## REQUIREMENTS
Copy word for word everything in the material from the line containing "Drop a pin on the green" down to the final line, with both ends included.

## RECORDS SHOWN
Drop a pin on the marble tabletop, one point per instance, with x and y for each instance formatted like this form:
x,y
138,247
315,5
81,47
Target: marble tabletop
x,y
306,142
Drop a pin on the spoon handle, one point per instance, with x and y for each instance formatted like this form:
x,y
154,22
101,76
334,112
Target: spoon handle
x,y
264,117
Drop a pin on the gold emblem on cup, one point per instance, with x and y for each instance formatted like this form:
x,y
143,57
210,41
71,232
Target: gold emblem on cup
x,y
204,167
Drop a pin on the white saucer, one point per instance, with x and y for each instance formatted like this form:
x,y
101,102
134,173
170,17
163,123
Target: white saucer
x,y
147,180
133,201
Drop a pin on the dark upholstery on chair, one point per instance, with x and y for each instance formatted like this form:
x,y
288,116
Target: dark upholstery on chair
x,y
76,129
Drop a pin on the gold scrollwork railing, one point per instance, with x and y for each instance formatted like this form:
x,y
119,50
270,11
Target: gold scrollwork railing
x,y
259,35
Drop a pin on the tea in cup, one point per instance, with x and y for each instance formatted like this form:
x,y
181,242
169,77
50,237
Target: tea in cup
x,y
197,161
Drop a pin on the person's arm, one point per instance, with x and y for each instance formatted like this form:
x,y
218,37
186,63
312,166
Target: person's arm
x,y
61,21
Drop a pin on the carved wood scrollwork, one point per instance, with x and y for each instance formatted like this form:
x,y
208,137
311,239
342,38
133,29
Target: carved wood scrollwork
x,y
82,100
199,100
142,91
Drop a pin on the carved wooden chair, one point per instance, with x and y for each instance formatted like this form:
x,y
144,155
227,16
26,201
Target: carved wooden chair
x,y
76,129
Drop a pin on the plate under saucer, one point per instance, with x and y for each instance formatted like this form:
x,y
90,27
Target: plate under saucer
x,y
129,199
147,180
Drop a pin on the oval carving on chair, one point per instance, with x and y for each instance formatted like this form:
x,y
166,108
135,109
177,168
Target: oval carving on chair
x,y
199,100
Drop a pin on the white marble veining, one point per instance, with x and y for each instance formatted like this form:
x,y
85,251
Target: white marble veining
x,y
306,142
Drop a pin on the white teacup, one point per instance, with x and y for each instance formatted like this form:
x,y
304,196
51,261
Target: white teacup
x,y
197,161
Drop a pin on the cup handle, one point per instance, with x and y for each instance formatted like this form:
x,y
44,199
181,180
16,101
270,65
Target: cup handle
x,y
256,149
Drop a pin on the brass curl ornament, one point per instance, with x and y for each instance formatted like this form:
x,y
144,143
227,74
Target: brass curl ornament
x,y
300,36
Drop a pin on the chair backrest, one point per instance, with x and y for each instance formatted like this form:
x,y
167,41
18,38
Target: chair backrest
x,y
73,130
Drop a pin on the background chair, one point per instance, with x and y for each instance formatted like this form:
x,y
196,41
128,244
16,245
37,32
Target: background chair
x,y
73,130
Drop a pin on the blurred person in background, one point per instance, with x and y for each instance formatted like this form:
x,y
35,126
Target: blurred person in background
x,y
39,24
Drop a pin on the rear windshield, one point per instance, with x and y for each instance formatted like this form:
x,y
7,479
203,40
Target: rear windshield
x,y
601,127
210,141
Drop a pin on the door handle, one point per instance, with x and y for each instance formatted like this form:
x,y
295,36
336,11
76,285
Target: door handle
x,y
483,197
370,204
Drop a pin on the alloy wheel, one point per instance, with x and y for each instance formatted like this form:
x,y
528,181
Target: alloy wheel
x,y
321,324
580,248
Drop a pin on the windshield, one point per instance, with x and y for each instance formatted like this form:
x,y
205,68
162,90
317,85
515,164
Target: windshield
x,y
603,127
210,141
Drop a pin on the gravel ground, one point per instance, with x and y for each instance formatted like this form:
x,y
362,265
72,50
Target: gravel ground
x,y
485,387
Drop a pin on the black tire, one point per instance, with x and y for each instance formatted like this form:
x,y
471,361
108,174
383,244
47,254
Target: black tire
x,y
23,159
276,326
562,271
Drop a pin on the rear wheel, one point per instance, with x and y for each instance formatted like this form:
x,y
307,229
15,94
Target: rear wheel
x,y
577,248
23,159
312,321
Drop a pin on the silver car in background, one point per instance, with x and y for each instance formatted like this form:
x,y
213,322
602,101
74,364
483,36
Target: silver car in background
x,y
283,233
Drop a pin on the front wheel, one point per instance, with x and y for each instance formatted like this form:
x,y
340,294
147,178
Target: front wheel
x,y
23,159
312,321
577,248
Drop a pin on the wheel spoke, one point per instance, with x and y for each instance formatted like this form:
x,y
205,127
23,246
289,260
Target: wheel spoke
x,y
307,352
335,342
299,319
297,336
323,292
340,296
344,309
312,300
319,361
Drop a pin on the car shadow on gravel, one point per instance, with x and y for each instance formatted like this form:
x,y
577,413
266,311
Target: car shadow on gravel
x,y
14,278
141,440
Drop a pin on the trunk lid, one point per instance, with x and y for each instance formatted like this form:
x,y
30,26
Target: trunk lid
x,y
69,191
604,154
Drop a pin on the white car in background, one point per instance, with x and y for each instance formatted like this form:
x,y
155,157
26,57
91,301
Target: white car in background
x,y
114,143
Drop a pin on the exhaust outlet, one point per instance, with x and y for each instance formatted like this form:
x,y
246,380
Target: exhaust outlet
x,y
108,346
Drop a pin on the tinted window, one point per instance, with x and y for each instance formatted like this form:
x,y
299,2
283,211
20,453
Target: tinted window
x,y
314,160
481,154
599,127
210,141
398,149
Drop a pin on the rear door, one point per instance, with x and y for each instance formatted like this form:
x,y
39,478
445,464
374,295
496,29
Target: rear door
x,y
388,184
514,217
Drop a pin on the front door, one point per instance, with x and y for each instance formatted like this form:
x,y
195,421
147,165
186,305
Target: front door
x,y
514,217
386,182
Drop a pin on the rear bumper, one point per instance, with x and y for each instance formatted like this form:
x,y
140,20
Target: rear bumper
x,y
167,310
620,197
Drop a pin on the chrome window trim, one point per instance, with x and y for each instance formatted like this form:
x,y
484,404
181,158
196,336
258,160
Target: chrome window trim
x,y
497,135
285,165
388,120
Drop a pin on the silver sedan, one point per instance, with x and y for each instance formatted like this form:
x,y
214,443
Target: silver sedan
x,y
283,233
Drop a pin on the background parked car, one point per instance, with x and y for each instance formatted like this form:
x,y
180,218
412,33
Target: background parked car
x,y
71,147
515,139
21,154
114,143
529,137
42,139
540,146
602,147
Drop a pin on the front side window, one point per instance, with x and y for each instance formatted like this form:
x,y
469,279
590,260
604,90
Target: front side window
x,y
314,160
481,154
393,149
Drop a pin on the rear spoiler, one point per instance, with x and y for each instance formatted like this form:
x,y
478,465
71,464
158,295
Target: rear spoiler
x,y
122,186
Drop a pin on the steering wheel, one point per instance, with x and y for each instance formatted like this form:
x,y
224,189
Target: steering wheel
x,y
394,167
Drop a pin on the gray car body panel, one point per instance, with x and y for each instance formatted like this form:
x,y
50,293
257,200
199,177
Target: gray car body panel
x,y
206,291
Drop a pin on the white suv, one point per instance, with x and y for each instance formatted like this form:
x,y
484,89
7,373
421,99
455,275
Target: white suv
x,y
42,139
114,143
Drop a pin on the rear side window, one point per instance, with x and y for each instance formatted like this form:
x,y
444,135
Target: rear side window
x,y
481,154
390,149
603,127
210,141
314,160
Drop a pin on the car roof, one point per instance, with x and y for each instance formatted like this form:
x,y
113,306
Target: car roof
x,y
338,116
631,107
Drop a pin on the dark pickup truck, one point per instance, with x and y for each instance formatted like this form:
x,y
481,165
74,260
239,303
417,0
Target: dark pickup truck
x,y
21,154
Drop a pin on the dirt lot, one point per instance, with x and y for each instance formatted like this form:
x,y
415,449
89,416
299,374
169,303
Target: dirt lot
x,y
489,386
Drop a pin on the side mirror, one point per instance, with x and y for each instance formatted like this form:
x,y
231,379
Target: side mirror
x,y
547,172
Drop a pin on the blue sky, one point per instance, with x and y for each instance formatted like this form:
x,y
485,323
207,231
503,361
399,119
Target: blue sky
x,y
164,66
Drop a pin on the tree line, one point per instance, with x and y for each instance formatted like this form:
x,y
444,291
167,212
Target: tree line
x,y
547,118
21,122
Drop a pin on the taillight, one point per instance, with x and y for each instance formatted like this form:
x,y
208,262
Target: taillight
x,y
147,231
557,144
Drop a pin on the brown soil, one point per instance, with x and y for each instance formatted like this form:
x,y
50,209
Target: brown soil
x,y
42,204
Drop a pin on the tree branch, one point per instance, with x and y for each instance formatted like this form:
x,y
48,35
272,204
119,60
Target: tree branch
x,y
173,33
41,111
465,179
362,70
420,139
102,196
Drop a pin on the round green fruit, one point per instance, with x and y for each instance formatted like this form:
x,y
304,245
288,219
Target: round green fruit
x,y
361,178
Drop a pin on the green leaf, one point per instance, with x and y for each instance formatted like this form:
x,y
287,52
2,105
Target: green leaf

## ANSWER BELOW
Drop a pin on the green leaf, one point per instance, with x and y for each instance formatted like this form:
x,y
287,52
2,105
Target: green leaf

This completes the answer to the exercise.